→ **Given passage**:
▼
It Ain't Over: 100 Pounds Overweight, Susan Kleiner Refused To Be Weighed Down
One of the reasons I started my website was to create a place where women can come together and dream. Women should know that they don't have to hang on to an old dream that has stopped nurturing them -- that there is always time to start a new dream. This week's story is about one woman who, despite 100 pounds of extra weight, finally decided she wasn't going to let her size stop her from living life. -- Marlo, MarloThomas.com
By Lori Weiss
While most of the kids in Susan Kleiner’s high school algebra class couldn’t wait for the bell to ring, Susan would have been happy to just keep doing equations. It wasn’t that she was a math whiz, it was that she dreaded what came next: Gym. Susan was 40 pounds overweight and the idea of running laps made her want to run and hide.
"There was a trailer on the school grounds and I’d run behind it," she laughed. "I’d put my feet up on the steps so no one could see me, then wait for the other kids to run a lap, and hope I could just blend in when they circled back around the second time."
"My mom would go in for parent teacher conferences and all the teachers would tell her how great I was doing, except the gym teachers, of course. They would say, 'We just haven’t quite figured out how to get her to move yet.' So I guess I wasn’t fooling anyone. I was just so uncomfortable with my body, I didn’t give myself a chance."
▲
→ **Entries supplied**:
▼
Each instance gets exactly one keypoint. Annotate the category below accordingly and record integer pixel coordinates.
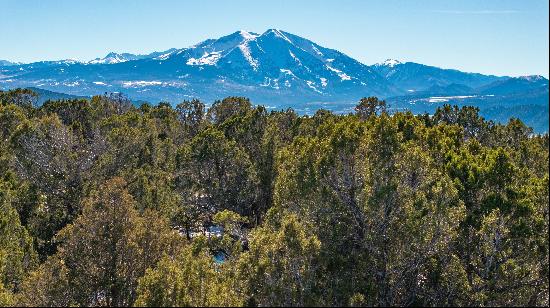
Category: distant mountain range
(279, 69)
▲
▼
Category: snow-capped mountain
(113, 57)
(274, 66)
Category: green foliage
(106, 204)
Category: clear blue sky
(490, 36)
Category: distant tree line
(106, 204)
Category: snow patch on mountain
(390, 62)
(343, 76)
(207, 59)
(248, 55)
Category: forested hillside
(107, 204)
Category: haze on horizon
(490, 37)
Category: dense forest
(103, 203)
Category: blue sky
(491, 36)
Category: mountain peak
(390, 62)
▲
→ **Goals**:
a) List every person named in the article about Susan Kleiner, using each name as the article gives it.
b) Answer these questions about the article about Susan Kleiner, one per line:
(i) How many pounds overweight was Susan in high school?
(ii) What did she run behind to avoid running laps?
(iii) Who is given as the writer of the story?
c) Transcribe the part of the article about Susan Kleiner between "It Ain't Over: 100" and "run and hide.", inclusive.
The records are separate material and have no connection to the article about Susan Kleiner.

→ **Exercise results**:
a)
Susan Kleiner
Marlo
Lori Weiss

b)
(i) 40 pounds
(ii) A trailer on the school grounds
(iii) Lori Weiss

c)
It Ain't Over: 100 Pounds Overweight, Susan Kleiner Refused To Be Weighed Down
One of the reasons I started my website was to create a place where women can come together and dream. Women should know that they don't have to hang on to an old dream that has stopped nurturing them -- that there is always time to start a new dream. This week's story is about one woman who, despite 100 pounds of extra weight, finally decided she wasn't going to let her size stop her from living life. -- Marlo, MarloThomas.com
By Lori Weiss
While most of the kids in Susan Kleiner’s high school algebra class couldn’t wait for the bell to ring, Susan would have been happy to just keep doing equations. It wasn’t that she was a math whiz, it was that she dreaded what came next: Gym. Susan was 40 pounds overweight and the idea of running laps made her want to run and hide.